** Text section follows **

Suicide rates have been rising consistently across the country, but the Centers for Disease Control says North Carolina's rate of increase is slower than other states.
North Carolina's rate rose by 13 percent between 1999 and 2016, while the national average was 25 percent.
The CDC did not explain why the rate is rising. However, Duke University psychologist David Goldston said recent conversations about suicide have been helpful, despite the troubling trend.
“It is bringing into schools and other settings, I think, greater awareness, particularly the need for reducing stigma and increasing awareness of resources for individuals who are feeling suicidal,” Goldston said. “These trainings, in a nutshell, help people to better recognize when someone might be in distress, to ask the student about that, and to see if they can help them to get to the appropriate treatment that they might need.”

** End of Text section **

Prompt 1 »
According to the article on suicide rates, by what percentage did North Carolina's rate rise between 1999 and 2016?
Prompt 2 »
Write the next part of the article on rising suicide rates, picking up after its final sentence.

** Data follows **

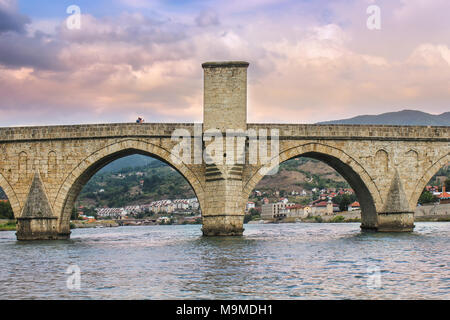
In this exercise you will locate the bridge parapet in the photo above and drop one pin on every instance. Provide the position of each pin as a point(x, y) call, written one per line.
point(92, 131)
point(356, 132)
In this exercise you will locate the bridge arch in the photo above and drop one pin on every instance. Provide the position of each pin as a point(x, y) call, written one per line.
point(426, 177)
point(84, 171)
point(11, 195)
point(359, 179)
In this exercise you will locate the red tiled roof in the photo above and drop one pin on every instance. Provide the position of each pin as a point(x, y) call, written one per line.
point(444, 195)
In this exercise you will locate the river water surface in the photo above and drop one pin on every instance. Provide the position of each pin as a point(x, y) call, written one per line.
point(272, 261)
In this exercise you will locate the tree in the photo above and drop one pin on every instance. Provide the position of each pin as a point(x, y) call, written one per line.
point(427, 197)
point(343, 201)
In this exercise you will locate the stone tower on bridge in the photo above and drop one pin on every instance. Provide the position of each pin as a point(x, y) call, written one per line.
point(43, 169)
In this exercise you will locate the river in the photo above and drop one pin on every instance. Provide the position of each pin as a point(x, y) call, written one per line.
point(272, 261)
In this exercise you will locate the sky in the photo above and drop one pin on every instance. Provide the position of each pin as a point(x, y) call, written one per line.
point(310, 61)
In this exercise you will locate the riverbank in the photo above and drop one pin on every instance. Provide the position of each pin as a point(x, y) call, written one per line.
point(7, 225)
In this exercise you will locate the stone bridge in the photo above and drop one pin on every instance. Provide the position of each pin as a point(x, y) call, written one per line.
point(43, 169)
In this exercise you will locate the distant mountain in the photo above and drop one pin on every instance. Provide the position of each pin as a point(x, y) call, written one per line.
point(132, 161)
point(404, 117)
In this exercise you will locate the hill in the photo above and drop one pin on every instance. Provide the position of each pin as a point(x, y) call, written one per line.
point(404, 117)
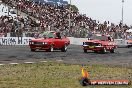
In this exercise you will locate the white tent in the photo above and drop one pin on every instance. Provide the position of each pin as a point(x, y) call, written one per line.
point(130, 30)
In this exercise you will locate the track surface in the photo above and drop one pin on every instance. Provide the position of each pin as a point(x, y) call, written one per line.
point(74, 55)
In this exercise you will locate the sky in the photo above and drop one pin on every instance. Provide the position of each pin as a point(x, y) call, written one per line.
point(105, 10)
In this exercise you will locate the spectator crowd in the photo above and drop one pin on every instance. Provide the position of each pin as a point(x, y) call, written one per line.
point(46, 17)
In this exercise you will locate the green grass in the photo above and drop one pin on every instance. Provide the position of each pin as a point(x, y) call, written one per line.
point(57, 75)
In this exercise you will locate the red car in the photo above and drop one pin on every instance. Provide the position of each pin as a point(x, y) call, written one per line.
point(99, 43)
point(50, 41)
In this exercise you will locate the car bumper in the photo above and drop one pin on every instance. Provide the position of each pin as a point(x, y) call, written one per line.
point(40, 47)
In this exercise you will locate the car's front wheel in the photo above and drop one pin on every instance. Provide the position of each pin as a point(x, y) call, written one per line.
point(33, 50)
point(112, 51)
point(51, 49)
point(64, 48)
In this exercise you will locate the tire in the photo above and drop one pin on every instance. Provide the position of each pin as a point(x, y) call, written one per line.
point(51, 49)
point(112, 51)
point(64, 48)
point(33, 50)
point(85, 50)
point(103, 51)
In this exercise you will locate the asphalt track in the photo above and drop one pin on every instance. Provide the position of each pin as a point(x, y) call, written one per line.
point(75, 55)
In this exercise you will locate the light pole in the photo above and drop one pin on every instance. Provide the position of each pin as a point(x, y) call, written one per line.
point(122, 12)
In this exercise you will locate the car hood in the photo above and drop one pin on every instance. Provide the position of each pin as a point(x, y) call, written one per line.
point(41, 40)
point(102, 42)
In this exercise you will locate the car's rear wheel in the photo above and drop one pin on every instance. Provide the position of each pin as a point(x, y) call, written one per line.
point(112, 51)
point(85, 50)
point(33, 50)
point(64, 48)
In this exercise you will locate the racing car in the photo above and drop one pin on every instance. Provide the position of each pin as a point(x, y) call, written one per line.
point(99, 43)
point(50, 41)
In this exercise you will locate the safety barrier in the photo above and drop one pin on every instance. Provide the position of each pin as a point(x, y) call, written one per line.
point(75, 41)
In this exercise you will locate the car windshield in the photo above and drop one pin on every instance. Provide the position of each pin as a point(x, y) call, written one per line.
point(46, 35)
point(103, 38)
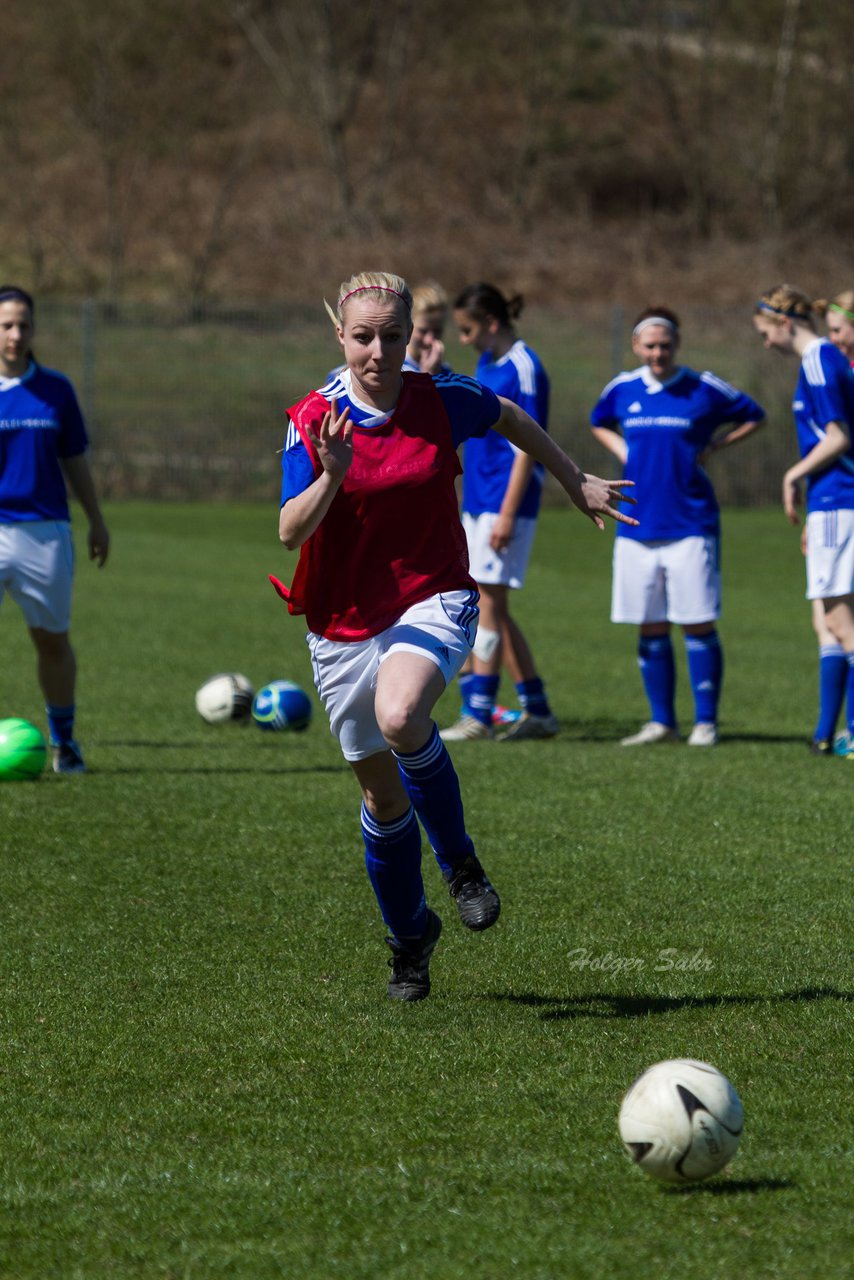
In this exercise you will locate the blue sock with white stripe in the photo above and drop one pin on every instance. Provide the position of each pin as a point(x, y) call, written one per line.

** End of Data **

Written response 1 »
13 percent

Written response 2 »
Goldston, who works with Duke’s Center for the Study of Suicide Prevention and Intervention, said the difference between the state and national rates could be explained several different ways because there is a myriad of risk factors.
“One of the mischaracterizations that happens when individuals are talking about suicidal folks is that they talk about people that are suicidal like they're one person, and there is no one story,” he said.
State lawmakers say they plan to keep funding North Carolina's suicide hotline. The National Suicide Prevention Lifeline is 1-800-273-8255.